Source passage:
|---|

# Weird pop up



## Flatlander (Aug 7, 2004)

Whenever I open the Personal Pics thread in the Locker Room, a login box for www.torringtonfamilykenpo opens up....is this happenning to anyone else? Why is this happenning? What is torrington family kenpo, and why do they want me to log in to their website so bad?


----------



## Rob Broad (Aug 7, 2004)

I am getting the same mesage.  And after the first tiem it came up my system crashed, I hope the 2 things are not related.  It is really starting to tweak my nuggets.  Any of the staff know why this happening?


----------



## Flatlander (Aug 7, 2004)

Just so everyone knows, "tweak my nuggets" is not specifically a "Canadian" expression.  Those Ontarians are lexiconically peculiar.


----------



## Rob Broad (Aug 7, 2004)

flatlander said:
			
		

> Just so everyone knows, "tweak my nuggets" is not specifically a "Canadian" expression.  Those Ontarians are lexiconically peculiar.




This from someone who thinks Buffalo Chips are edible. :ultracool


----------



## Flatlander (Aug 7, 2004)

:lol:   Ketchup makes _everything_ good!


----------



## Ceicei (Aug 7, 2004)

I am getting the same pop up request from that thread. Simply put, I do not welcome it because I didn't ask for it, even if it appears to be from a martial arts site.  I do not intend to return to that thread again for a while.

- Ceicei


----------



## Bammx2 (Aug 7, 2004)

|---|

Data excerpts:
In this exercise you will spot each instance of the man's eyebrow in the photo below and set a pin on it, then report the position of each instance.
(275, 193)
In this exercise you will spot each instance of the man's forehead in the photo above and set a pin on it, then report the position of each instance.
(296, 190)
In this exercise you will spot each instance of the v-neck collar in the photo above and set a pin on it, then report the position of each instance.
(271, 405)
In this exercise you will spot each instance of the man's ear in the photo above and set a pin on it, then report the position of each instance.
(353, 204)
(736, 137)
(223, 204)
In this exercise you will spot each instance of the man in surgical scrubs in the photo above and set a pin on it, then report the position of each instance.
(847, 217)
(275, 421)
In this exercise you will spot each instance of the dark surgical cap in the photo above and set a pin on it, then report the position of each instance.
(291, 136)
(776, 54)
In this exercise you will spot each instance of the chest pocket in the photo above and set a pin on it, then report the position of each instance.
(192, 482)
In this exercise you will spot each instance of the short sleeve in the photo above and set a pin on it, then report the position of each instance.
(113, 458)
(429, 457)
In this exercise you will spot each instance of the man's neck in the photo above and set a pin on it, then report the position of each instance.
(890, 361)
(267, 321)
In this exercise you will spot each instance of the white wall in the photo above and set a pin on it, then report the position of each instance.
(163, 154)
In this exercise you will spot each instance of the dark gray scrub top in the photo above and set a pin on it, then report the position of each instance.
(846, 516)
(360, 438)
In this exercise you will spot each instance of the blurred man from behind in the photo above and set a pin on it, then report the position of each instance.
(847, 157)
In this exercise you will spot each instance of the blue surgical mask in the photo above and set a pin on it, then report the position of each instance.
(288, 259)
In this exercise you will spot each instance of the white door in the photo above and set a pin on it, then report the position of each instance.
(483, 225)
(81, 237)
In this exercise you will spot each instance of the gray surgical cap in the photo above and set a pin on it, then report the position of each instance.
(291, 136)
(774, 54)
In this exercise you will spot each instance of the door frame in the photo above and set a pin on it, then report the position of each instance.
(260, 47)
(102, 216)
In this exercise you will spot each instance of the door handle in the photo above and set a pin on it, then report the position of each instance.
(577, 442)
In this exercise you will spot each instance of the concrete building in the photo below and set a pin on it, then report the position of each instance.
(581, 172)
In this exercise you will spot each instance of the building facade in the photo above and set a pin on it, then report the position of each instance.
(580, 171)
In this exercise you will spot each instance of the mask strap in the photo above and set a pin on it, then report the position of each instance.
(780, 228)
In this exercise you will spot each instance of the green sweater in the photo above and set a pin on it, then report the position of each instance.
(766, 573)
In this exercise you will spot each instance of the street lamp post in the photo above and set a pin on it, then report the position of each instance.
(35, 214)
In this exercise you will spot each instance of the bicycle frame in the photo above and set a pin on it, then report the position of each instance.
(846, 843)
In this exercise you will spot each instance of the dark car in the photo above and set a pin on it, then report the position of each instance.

|---|

Tasks to complete:
A – In the forum thread about the pop-up login box, what happened to Rob Broad's system after the message first appeared?
B – Write the next portion of the forum thread about the pop-up login box, starting from the point at which it stops.
The material bears no relation to the forum thread about the pop-up login box.

Answers in order:
A – His system crashed.

B –
I got the same irritating thing happening................damn nugget tweekers.


----------



## Bob Hubbard (Aug 7, 2004)

I'm investigating....

There shouldn't be any such things here....


----------



## Bob Hubbard (Aug 7, 2004)

ok.  Someone linked to an image thats probably in a members-only section of another site.  I've removed that image and the problem should be solved.


----------



## Rob Broad (Aug 7, 2004)

Cool.  Thank goodness we have Kaith around to solve these little problems.


----------



## Bammx2 (Aug 7, 2004)

Rob Broad said:
			
		

> Cool. Thank goodness we have Kaith around to solve these little problems.


and to save our nuggets from being tweeked too much


----------



## Elizium (Aug 9, 2004)

flatlander said:
			
		

> Whenever I open the Personal Pics thread in the Locker Room, a login box for www.torringtonfamilykenpo opens up....is this happenning to anyone else? Why is this happenning? What is torrington family kenpo, and why do they want me to log in to their website so bad?


Try installing a pop up blocker like Google or yahoo.  These will stop most pop ups if it happens again.


----------



## Seig (Aug 10, 2004)

Be wary of a lot of the pop up blockers, not only can they interfere with other things in your system, some of them are actually spy ware.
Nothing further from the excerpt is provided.